* [WHAT THE TASK REQUIRES]
Your output should consist of every record, copied exactly.

[Natural-language object grounding data]
.....

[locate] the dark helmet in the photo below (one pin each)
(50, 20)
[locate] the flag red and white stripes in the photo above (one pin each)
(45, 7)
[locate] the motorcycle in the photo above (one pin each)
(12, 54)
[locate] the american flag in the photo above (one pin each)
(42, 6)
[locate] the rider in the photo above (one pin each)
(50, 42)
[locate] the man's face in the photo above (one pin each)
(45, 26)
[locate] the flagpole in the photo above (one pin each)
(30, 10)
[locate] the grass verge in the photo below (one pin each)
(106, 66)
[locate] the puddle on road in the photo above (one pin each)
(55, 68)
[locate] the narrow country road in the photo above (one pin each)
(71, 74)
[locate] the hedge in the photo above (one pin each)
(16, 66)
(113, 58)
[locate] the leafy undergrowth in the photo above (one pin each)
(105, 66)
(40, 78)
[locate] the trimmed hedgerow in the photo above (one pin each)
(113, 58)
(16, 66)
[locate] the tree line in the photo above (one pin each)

.....

* [ANSWER]
[locate] the dark helmet in the photo below (one pin each)
(50, 20)
[locate] the flag red and white stripes in the photo above (one pin each)
(45, 7)
[locate] the motorcycle in the photo above (one pin each)
(12, 54)
[locate] the american flag in the photo above (one pin each)
(42, 6)
[locate] the rider in the photo above (one pin each)
(50, 42)
[locate] the man's face in the photo above (one pin each)
(45, 26)
[locate] the flagpole in the photo above (one pin each)
(30, 10)
[locate] the grass verge in the photo below (one pin each)
(106, 66)
[locate] the puddle on road in the photo above (one pin each)
(55, 68)
[locate] the narrow country road in the photo above (one pin each)
(71, 74)
[locate] the hedge in the photo above (one pin each)
(16, 66)
(113, 58)
[locate] the leafy undergrowth in the photo above (one pin each)
(105, 66)
(40, 78)
[locate] the trimmed hedgerow in the photo above (one pin each)
(113, 58)
(16, 66)
[locate] the tree line in the photo above (one pin each)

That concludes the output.